The COVID-19 Pandemic-Related Stress Scale (PSS-10-C) was presented amidst the worldwide coronavirus disease (COVID-19) outbreak.1 The PSS-10-C is an adaptation of the famous Scale of Perceived Stress (PSS-10).2 The instrument's relevance is evidenced by several citations of using the PSS-C-10 in the world context.3–5 The PSS-10-C presented a one-dimensional structure, without a confirmatory analysis factorial, and high internal consistency; however, the need to make adjustments in PSS-10-C was noted.1

Since perspective focused on the writing of the items, a review of the PSS-10-C suggested that the Spanish item 6 (’I have felt unable to face the things I have to do to control the possible infection’) could partly explain that the factorial solution was not wholly satisfactory in explaining less than 50% of the variance.6 Furthermore, item 6 was scored directly and was preceded and followed by two items scored inversely.1 Often, these details can have a significant impact on the performance of the measurement scales.7

A sample of 1136 students from all majors of a Colombian university participated. Participants include ages between 18 and 29 years (mean, 22±3], currently called emerging adults.8 66% of the sample was female, and 79% of residents in low-income areas were included. Students completed online an adjusted version of the PSS-10-C that only has a modification (in italics) in Spanish item 6 to which the wording was adjusted (’I have felt able to face the things that I have to do to control a possible infection’), and the meaning of the qualification was changed from direct to reverse. Items 1, 2, 3, 9, and 10 were scored directly from 0 to 4, and items 4, 5, 6, 7, and 8 were reversed from 4 to 0.1 Exploratory factor analysis (EFA) and confirmatory (EFA) were performed (CFA). Besides, Cronbach's alpha was calculated as an indicator of internal consistency.9 The analysis was performed using IBM-SPSS version 23.10 This study was approved by an institutional research ethics committee (Act 002 of an ordinary meeting, March 26th, 2020).

In the EFA, the coefficient was KMO=.86, and Bartlett's test showed χ2=3.985.3, df=54 and P<.001. Two factors were retained, factor 1 (’distress’) (items 1, 2, 3, 9, and 10), which showed an Eigenvalue of 4.24 that explained 42.4% of the variance and factor 2 (’coping’) (items 4, 5, 6, 7 and 8) that presented Eigenvalue of 1.42 responsible for 14.2% of the variance. The correlation between the factors was .55. The CFA showed the goodness-of-fit indexes the two-dimensional model of the PSS-10-C (χ2=295.6; df=34; P<.001; χ2/df=8.7; RMSEA=.08; 90%CI, 0.07-0.09; CFI=.93; TLI=.91; SRMR=.05). The global PSS-10-C showed Cronbach's α=.85, factor 1=.83, and factor 2=.77.

A slight modification in the writing and way of rating an item can produce a significant change in an instrument's psychometric performance, such as disqualifying adjectives, negative sentences, or other strategies that can change the rating sense of items.7 The two-dimensional solution for the PSS-10-C is not novel; it has been previously reported for the PSS-10.11–13 The 2 factors retained more than 50% of the variance, as is usually recommended,6 and indicators of goodness-of-fit are good.14,15 Also, this version of the PSS-C-10, with the adjustment of item 6, showed high internal consistency (.85), as the previous version (.86).1

In conclusion, the PSS-10-C is a valid and reliable tool among emerging adult students from a Colombian university. These indicators need to be corroborated in future research.


The Universidad del Magdalena supported Adalberto Campo-Arias and John Carlos Pedrozo-Pupo, and the Instituto de Investigación del Comportamiento Humanao supported Edwin Herazo.

Saved data entries

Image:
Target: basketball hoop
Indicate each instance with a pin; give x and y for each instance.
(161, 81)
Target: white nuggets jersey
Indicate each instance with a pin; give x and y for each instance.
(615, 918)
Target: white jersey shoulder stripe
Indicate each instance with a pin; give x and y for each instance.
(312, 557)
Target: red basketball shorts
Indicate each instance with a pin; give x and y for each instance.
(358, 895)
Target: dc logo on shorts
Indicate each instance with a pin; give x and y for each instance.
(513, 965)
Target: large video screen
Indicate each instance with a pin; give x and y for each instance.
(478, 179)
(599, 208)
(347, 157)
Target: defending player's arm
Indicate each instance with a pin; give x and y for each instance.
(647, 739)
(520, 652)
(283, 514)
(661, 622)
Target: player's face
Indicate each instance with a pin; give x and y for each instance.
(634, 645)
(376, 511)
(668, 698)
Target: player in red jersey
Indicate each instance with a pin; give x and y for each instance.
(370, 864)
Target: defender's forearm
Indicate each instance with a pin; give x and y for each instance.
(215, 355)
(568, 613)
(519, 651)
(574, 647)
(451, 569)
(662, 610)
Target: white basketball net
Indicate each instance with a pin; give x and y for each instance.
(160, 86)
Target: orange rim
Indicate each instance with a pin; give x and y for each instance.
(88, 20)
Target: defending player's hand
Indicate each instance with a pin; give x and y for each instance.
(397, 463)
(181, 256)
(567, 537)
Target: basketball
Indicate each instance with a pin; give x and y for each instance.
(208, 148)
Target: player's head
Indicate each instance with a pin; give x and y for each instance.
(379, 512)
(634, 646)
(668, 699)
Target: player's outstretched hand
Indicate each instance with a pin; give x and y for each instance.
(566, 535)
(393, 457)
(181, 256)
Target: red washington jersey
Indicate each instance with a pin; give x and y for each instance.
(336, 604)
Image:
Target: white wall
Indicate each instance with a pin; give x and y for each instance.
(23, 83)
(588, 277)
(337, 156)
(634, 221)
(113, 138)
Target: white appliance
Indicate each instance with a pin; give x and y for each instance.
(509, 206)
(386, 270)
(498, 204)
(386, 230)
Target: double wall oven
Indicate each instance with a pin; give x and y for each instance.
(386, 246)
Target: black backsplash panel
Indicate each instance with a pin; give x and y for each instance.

## [WHAT YOU WILL DO]
In the passage on the COVID-19 stress scale, how many students took part in the study?

## [THE ANSWER]
1136 students from all majors of a Colombian university took part.